:: Extract to read ::
■ ■ ■

This is serious. I have no doubt that something historic has happened: A wish, a hope, a determination the size of humanity itself has found international language. “Prolonged applause broke out as the president of the negotiating conference, Costa Rican ambassador Elayne Whyte Gomez, gaveled through the landmark accord,” according to the Bulletin of the Atomic Scientists. “‘We have managed to sow the first seeds of a world free of nuclear weapons,’ she said.”
But nonetheless, I feel a sense of cynicism and hopelessness activated as well. Does this treaty sow any real seeds, that is to say, does it put nuclear disarmament into motion in the real world, or are her words just another pretty metaphor? And are metaphors all we get?
Nikki Haley, the Trump administration’s U.N. ambassador, said last March, according to CNN, as she announced that the U.S. would boycott the talks, that as a mom and daughter, “There is nothing I want more for my family than a world with no nuclear weapons.”
How nice.
“But,” she said, “we have to be realistic.”

■ ■ ■

[Labeled-object pointing material]
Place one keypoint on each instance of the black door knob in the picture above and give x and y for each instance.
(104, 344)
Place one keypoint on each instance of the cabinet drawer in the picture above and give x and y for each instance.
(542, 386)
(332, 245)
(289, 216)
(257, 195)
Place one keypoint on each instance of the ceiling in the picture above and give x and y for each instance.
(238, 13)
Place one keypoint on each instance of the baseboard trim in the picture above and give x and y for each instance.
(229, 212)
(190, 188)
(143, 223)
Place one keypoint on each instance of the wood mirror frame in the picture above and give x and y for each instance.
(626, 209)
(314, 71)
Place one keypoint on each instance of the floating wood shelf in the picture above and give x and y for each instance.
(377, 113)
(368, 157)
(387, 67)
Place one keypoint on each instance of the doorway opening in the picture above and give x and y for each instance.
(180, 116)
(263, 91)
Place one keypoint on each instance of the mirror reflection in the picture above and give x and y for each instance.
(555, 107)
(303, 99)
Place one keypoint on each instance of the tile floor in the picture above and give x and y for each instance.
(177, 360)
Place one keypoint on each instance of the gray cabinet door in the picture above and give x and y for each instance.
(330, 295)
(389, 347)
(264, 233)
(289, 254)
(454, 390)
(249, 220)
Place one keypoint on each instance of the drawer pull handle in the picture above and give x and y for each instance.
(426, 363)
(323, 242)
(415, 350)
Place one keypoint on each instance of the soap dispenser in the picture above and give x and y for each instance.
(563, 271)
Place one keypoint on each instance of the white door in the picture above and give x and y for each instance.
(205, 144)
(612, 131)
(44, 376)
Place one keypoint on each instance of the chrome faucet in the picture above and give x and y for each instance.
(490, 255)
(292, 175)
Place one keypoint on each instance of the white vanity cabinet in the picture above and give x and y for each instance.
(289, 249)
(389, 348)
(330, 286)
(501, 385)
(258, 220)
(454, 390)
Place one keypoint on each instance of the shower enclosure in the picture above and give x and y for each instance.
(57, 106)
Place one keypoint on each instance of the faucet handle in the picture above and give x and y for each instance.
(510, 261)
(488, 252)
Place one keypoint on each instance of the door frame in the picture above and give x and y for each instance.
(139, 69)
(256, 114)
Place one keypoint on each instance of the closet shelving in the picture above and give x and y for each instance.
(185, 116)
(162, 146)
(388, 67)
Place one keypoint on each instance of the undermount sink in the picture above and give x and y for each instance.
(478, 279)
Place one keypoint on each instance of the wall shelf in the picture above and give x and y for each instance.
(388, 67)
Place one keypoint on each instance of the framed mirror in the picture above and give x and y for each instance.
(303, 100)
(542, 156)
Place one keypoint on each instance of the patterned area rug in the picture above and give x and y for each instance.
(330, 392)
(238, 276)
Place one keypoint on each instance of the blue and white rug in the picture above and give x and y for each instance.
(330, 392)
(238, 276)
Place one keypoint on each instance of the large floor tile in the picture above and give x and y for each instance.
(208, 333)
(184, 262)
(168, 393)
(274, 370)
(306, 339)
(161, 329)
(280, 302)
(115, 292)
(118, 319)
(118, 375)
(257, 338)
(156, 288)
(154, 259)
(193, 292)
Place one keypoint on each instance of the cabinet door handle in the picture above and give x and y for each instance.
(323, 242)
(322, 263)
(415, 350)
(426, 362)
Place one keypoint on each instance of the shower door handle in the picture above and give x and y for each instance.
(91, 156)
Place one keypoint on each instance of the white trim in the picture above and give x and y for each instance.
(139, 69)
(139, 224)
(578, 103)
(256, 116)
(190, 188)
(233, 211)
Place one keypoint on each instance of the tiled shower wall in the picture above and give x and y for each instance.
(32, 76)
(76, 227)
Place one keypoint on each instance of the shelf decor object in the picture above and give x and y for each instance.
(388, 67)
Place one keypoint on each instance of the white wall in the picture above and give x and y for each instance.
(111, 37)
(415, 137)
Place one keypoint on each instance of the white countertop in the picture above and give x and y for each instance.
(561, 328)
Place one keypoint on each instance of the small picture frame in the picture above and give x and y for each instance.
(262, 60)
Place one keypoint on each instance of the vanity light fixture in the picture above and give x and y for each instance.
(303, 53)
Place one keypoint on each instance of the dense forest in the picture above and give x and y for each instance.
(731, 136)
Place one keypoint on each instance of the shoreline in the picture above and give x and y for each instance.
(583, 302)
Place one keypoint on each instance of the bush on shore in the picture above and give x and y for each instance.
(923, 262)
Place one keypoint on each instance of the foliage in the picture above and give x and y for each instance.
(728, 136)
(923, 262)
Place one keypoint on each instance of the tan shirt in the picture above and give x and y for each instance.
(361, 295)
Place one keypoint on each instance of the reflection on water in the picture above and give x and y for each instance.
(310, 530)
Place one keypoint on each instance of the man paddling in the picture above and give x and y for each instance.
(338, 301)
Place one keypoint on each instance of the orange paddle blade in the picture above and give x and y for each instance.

■ ■ ■

:: Directions ::
1. Answer these questions about the nuclear treaty passage.
(a) Who gaveled through the landmark accord, and what post did she hold at the conference?
(b) Which publication is quoted describing the applause?
(c) According to CNN, what did Nikki Haley announce the U.S. would do about the talks?
2. Pick up the nuclear treaty passage after its final line and write the next part in the same voice.

:: Task-by-task outputs ::
1.
(a) Costa Rican ambassador Elayne Whyte Gomez, the president of the negotiating conference.
(b) The Bulletin of the Atomic Scientists.
(c) She announced that the U.S. would boycott the talks.

2.
In years gone by, the diplomat’s finger would then have pointed to the Russians (or the Soviets) or the Chinese. But Haley said: “Is there anyone that believes that North Korea would agree to a ban on nuclear weapons?”
So this is the “realism” that is presently justifying America’s grip on its nearly 7,000 nuclear weapons, along with its trillion-dollar ‘modernization’ program: tiny North Korea, our enemy du jour, which, as we all know, just tested a ballistic missile and is portrayed in the U.S. media as a wildly irrational little nation with a world-conquest agenda and no legitimate concern about its own security. So, sorry Mom, sorry kids, we have no choice.
The point being, any enemy will do. The realism Haley was summoning was economic and political in nature far more than it had anything to do with real national security — which would have to acknowledge the legitimacy of a planetary concern about nuclear war and honor previous treaty commitments to work toward disarmament. Mutually Assured Destruction is not realism; it’s a suicidal standoff, with the certainty that eventually something’s going to give.
How can the realism manifest in the Treaty on the Prohibition of Nuclear Weapons penetrate the consciousness of the nuclear-armed nine? A change of mind or heart — a jettisoning of the fear that these insanely destructive weapons are crucial to national security — is, presumably, the only way global nuclear disarmament will happen. I don’t believe it can happen by force or coercion.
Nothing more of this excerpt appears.